Task requirements:
1. Using the article on Apple's iPhone case, answer each question briefly:
(a) In what city is Tuesday's federal court hearing being held?
(b) What percentage of respondents in the New York Times/CBS News poll said Apple should help unlock the iPhone?
(c) What law is the Justice Department relying on to justify opening the phone?
2. For each statement, answer yes or no based on the article on Apple's iPhone case, and quote the words that decide it:
(a) The Monday event will unveil smaller versions of the iPhone and iPad Pro.
(b) Katie Benner covers national security from Washington.
(c) A quarter of poll respondents said the federal government infringes too much on privacy.

Text shown:
.....

Apple is getting ready for a busy week.
On Monday, the company is
holding an event at its Silicon Valley headquarters to unveil smaller
versions of its iPhone and iPad Pro. Then on Tuesday, Apple will face
off against the US government at a hearing in federal court in
Riverside, California, over whether it must help law enforcement break
into an iPhone used by a gunman in last year's San Bernardino,
California, terrorist attack.
The iPhone case has proved to be
particularly divisive. According to a New York Times/CBS News poll, 50
percent of respondents said Apple should accede to the government and
help unlock the iPhone, while 45 percent were opposed. Overall, people's
attitudes toward surveillance appear to have softened, with a quarter
saying the federal government infringes too much on privacy, down from
nearly half in a similar poll two years ago.
Katie Benner, who is
covering Apple's legal entanglements from San Francisco, and Matt
Apuzzo, who covers national security from Washington, recently debated
the iPhone case and what to expect from Tuesday's hearing:
Katie
Benner: Hi, Matt. What do you make of how dramatic this fight has
gotten? Over the last month, each round of court filings has gotten a
little testier.
Matt Apuzzo: A lot of it's been theater, but - and
here I go getting all rah-rah - it isn't necessarily a bad thing that
people are being asked to think in a really big way about law and
policy. I can't think of a case in which a novel legal argument has
captured the attention of so many people. Everyone has a phone. Everyone
gets this debate.
Katie: Agreed. So give us the government's strongest arguments.
Matt: Let's start with the weakest arguments - it's more fun that way.
The
government began by saying this case was just about opening this one
iPhone. That is by far the weakest argument. Even the government has now
walked away from that one. Everyone realizes this is a
precedent-setting case.
On the strong argument side, the Justice
Department has been unfairly mocked by some about the fact that it's
relying on a law from the 1700s - the All Writs Act - to justify opening
this phone.
The fact that the law is two centuries old just tells
you that it's a core tenet of our judicial system. I think the
Department of Justice has stronger footing with this than people give it
credit for. The All Writs Act says that government lawyers can say,
"Judge, you have the authority to enforce your own orders." That's not a
controversial argument, on the face of it.
Katie, what are Apple's arguments?
Katie: I'm going to answer in broad strokes because Apple's arguments are complicated.

.....

Rows from a pointing dataset:
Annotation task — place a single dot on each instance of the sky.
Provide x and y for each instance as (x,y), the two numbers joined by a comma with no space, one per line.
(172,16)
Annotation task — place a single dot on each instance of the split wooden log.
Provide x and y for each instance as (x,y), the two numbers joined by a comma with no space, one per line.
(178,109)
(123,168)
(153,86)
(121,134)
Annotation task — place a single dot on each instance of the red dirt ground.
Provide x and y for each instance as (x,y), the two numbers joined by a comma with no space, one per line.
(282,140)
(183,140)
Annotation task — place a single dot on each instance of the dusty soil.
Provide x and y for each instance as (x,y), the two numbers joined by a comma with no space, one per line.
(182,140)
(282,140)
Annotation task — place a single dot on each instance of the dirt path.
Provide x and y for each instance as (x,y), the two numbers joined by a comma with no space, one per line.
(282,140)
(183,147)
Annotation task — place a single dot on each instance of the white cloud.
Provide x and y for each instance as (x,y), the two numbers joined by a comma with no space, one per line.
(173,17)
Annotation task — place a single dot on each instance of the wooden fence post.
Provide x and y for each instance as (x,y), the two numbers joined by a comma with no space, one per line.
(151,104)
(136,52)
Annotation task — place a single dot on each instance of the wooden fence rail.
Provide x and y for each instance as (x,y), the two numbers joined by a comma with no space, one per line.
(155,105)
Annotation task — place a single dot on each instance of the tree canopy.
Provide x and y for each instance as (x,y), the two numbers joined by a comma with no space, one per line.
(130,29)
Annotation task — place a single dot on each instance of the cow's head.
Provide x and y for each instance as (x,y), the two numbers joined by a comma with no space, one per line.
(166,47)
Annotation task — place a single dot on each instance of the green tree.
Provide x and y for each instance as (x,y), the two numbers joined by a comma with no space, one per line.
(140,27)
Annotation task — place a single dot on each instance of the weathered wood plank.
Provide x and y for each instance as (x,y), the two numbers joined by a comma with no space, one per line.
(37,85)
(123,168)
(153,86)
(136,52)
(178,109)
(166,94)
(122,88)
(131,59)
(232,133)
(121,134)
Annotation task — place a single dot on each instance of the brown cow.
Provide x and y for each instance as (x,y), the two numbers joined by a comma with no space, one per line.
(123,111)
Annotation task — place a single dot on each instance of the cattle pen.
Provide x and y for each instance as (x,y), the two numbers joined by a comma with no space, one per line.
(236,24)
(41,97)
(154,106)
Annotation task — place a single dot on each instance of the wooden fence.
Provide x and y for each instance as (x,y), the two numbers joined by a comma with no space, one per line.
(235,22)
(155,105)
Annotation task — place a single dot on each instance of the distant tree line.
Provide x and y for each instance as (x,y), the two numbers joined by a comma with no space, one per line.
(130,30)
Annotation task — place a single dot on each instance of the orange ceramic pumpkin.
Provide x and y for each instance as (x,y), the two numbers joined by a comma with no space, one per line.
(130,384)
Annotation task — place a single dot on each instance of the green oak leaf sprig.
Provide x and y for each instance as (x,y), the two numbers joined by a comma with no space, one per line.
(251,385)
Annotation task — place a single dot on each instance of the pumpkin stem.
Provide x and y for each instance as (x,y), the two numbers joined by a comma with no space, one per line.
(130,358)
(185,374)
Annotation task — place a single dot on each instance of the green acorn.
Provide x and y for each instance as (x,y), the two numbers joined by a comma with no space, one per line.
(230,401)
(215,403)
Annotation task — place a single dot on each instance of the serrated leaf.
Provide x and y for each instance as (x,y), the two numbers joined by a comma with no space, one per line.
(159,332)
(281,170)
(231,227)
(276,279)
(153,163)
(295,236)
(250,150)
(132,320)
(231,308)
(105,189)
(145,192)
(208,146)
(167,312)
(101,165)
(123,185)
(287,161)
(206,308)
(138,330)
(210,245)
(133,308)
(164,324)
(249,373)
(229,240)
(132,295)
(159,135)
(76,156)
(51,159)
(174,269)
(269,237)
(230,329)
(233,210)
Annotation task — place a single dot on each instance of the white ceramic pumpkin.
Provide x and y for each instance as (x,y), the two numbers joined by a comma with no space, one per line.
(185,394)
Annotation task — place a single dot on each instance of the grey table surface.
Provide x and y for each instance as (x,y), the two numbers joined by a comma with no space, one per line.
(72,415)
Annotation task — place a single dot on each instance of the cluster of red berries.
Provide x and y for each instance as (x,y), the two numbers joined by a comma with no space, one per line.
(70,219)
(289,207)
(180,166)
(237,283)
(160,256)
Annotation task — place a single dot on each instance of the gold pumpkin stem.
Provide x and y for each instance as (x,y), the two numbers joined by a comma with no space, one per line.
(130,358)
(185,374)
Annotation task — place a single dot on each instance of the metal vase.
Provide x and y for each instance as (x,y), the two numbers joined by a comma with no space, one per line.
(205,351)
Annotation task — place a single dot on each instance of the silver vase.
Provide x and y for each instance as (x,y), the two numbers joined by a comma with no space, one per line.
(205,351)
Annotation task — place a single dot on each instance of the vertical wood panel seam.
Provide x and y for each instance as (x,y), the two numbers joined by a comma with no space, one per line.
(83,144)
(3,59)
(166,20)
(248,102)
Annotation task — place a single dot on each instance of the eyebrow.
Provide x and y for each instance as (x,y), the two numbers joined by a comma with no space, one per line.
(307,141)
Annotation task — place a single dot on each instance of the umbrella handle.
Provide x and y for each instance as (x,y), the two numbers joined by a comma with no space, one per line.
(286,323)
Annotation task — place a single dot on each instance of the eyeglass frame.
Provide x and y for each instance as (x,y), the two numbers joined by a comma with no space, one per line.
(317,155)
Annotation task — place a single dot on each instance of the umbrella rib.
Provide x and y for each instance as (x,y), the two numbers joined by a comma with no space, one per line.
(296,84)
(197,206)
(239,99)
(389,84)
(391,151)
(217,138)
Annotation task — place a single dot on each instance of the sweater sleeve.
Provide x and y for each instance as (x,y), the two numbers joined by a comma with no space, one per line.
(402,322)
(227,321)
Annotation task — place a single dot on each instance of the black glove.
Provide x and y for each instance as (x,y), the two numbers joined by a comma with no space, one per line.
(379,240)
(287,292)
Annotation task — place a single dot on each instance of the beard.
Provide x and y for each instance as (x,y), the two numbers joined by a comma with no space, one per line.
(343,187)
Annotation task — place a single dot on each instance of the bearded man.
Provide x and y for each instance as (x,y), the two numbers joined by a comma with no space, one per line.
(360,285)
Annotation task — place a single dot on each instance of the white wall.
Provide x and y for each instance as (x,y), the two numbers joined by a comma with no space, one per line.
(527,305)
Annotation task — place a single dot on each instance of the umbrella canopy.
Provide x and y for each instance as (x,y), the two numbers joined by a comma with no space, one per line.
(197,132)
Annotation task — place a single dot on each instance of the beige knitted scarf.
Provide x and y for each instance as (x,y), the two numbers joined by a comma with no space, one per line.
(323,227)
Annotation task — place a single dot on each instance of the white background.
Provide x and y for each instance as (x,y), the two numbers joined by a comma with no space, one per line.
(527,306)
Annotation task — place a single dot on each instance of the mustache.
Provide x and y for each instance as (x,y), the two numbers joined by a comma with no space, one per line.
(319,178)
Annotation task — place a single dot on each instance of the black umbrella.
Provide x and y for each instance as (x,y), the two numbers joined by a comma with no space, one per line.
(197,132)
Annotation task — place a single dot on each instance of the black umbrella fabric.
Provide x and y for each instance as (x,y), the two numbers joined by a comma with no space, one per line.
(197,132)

.....

Answers for the exercise:
1.
(a) Riverside, California
(b) 50 percent
(c) The All Writs Act, a law from the 1700s

2.
(a) Yes: "to unveil smaller versions of its iPhone and iPad Pro"
(b) No: "Katie Benner, who is covering Apple's legal entanglements from San Francisco"
(c) Yes: "with a quarter saying the federal government infringes too much on privacy"